▶

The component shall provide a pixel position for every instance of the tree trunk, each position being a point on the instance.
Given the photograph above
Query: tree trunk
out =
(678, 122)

◀

**TASK TO COMPLETE**
Write out all of the lines above again in full, leaving all other text unchanged, and shift every point by adding 96 to each of its coordinates.

**EXPECTED ANSWER**
The component shall provide a pixel position for every instance of the tree trunk, each position being a point on the instance.
Given the photograph above
Query: tree trunk
out =
(774, 218)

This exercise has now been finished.